> [EXERCISE DESCRIPTION]:
Output all the data exactly.

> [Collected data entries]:
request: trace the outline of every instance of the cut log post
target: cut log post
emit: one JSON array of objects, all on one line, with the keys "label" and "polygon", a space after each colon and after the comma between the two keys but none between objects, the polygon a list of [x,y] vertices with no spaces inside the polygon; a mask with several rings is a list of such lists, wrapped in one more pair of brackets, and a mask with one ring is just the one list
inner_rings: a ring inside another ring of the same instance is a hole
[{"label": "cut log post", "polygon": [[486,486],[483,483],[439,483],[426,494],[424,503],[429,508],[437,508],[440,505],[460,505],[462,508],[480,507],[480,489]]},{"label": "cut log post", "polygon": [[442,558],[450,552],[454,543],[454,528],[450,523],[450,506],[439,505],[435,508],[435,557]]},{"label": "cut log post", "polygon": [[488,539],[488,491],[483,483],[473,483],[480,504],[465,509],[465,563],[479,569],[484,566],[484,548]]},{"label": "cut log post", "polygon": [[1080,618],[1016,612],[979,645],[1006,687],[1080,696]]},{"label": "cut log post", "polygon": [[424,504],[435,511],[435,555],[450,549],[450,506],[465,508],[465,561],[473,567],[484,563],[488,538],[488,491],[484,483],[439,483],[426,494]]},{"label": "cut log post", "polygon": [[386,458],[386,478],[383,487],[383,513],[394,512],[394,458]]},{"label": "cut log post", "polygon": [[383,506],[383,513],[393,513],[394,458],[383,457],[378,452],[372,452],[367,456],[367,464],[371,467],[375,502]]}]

> [SOLUTION TO THIS EXERCISE]:
request: trace the outline of every instance of the cut log post
target: cut log post
emit: one JSON array of objects, all on one line, with the keys "label" and "polygon", a space after each colon and after the comma between the two keys but none between objects, the polygon a list of [x,y] vertices with no spaces inside the polygon; a mask with several rings is a list of such lists, wrapped in one more pair of brackets, and a mask with one ring is just the one list
inner_rings: a ring inside another ring of the same instance is a hole
[{"label": "cut log post", "polygon": [[486,486],[483,483],[439,483],[426,494],[424,503],[429,508],[437,508],[440,505],[460,505],[462,508],[480,507],[480,489]]},{"label": "cut log post", "polygon": [[442,558],[450,552],[454,543],[454,528],[450,523],[450,506],[439,505],[435,508],[435,557]]},{"label": "cut log post", "polygon": [[488,539],[488,491],[483,483],[473,483],[480,504],[465,509],[465,563],[479,569],[484,566],[484,548]]},{"label": "cut log post", "polygon": [[1080,618],[1016,612],[979,645],[1006,687],[1080,696]]},{"label": "cut log post", "polygon": [[424,504],[435,511],[435,555],[450,549],[450,506],[465,508],[465,561],[473,567],[484,563],[488,538],[488,491],[484,483],[439,483],[426,494]]},{"label": "cut log post", "polygon": [[386,458],[386,478],[383,487],[383,513],[394,512],[394,458]]},{"label": "cut log post", "polygon": [[383,506],[383,513],[393,513],[394,458],[383,457],[378,452],[372,452],[367,456],[367,464],[371,467],[375,502]]}]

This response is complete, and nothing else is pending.